What is being asked: Quote, without change, all of the lines that follow.

[Lines of data]
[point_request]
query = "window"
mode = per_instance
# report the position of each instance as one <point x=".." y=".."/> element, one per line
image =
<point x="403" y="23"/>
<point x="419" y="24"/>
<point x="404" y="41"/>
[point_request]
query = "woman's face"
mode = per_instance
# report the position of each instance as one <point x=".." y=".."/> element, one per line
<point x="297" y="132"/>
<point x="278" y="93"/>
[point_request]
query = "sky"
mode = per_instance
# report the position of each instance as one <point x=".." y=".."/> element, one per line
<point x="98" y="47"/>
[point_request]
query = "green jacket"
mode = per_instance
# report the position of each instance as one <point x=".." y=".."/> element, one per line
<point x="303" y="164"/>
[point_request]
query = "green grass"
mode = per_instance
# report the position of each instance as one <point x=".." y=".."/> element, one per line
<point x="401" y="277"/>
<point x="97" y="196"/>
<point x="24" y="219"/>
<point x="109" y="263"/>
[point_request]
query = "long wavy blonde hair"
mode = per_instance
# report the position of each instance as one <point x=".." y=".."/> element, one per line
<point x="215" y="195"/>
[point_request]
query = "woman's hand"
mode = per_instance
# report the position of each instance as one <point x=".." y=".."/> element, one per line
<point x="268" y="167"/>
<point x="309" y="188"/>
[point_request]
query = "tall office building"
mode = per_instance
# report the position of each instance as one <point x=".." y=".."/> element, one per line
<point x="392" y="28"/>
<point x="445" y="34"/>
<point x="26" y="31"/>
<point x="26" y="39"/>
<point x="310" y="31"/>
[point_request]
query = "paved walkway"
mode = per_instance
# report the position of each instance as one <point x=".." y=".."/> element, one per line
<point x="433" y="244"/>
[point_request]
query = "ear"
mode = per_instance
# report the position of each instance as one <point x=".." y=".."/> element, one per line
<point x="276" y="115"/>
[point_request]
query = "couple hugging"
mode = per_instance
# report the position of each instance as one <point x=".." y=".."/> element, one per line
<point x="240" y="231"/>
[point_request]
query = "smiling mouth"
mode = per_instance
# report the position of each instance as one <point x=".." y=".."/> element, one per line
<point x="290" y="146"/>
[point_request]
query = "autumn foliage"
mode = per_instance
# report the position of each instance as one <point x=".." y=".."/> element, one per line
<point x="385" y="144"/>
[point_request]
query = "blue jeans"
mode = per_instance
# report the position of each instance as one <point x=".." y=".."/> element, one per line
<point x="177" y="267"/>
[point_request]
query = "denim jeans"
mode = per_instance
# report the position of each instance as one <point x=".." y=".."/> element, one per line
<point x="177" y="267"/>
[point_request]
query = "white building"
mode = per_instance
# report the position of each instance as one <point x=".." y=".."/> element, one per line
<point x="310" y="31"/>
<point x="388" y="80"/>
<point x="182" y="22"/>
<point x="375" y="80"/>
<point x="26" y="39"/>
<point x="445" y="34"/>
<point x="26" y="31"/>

The answer:
[point_request]
query = "window"
mode = per_instance
# report the position of each instance as one <point x=".." y=".."/> element, one per line
image =
<point x="403" y="23"/>
<point x="419" y="24"/>
<point x="404" y="41"/>
[point_request]
query = "woman's face"
mode = per_instance
# report the position of each instance as one <point x=".." y=".."/> element, one per line
<point x="297" y="132"/>
<point x="278" y="93"/>
[point_request]
query = "sky"
mode = per_instance
# report the position of each instance as one <point x=".." y=".."/> element, one per line
<point x="98" y="47"/>
[point_request]
query = "green jacket"
mode = per_instance
# report the position of each instance as one <point x=".." y=".."/> element, one per line
<point x="303" y="164"/>
[point_request]
query = "green grass"
mode = per_instance
# report the position of each instance as one <point x=".." y=".."/> element, one per line
<point x="401" y="277"/>
<point x="97" y="196"/>
<point x="24" y="219"/>
<point x="109" y="263"/>
[point_request]
query = "long wavy blonde hair"
mode = per_instance
# report the position of each instance as one <point x=".." y=".."/> element, one per line
<point x="215" y="195"/>
[point_request]
query = "woman's hand"
mode = per_instance
# report the position of each instance as one <point x=".." y=".."/> element, one per line
<point x="268" y="167"/>
<point x="309" y="188"/>
[point_request]
query = "tall office building"
mode = per_instance
# report the position of each instance as one <point x=".." y=".."/> element, one per line
<point x="392" y="28"/>
<point x="445" y="34"/>
<point x="26" y="31"/>
<point x="26" y="39"/>
<point x="310" y="31"/>
[point_request]
query = "paved walkway"
mode = per_instance
# report the position of each instance as one <point x=".." y=".."/> element, one per line
<point x="433" y="244"/>
[point_request]
query = "ear"
mode = per_instance
# report the position of each instance as one <point x=".." y=".."/> element, one per line
<point x="276" y="115"/>
[point_request]
query = "couple hugging"
mode = per_instance
# report the position of each instance as one <point x=".." y=".."/> element, one per line
<point x="240" y="231"/>
[point_request]
query = "smiling mouth"
mode = per_instance
# report the position of each instance as one <point x=".." y=".."/> element, one per line
<point x="290" y="146"/>
[point_request]
query = "autumn foliage"
mode = per_instance
# report the position of each instance as one <point x=".." y=".."/> element, one per line
<point x="385" y="144"/>
[point_request]
query = "blue jeans"
mode = per_instance
# report the position of each instance as one <point x=".." y=".."/> element, one per line
<point x="177" y="267"/>
[point_request]
query = "denim jeans"
mode = per_instance
# report the position of each instance as one <point x=".." y=".."/> element, one per line
<point x="177" y="267"/>
[point_request]
query = "white building"
mode = per_instance
# report the position of each instance as one <point x=".." y=".."/> element, one per line
<point x="310" y="31"/>
<point x="388" y="80"/>
<point x="182" y="22"/>
<point x="375" y="80"/>
<point x="26" y="39"/>
<point x="445" y="34"/>
<point x="26" y="31"/>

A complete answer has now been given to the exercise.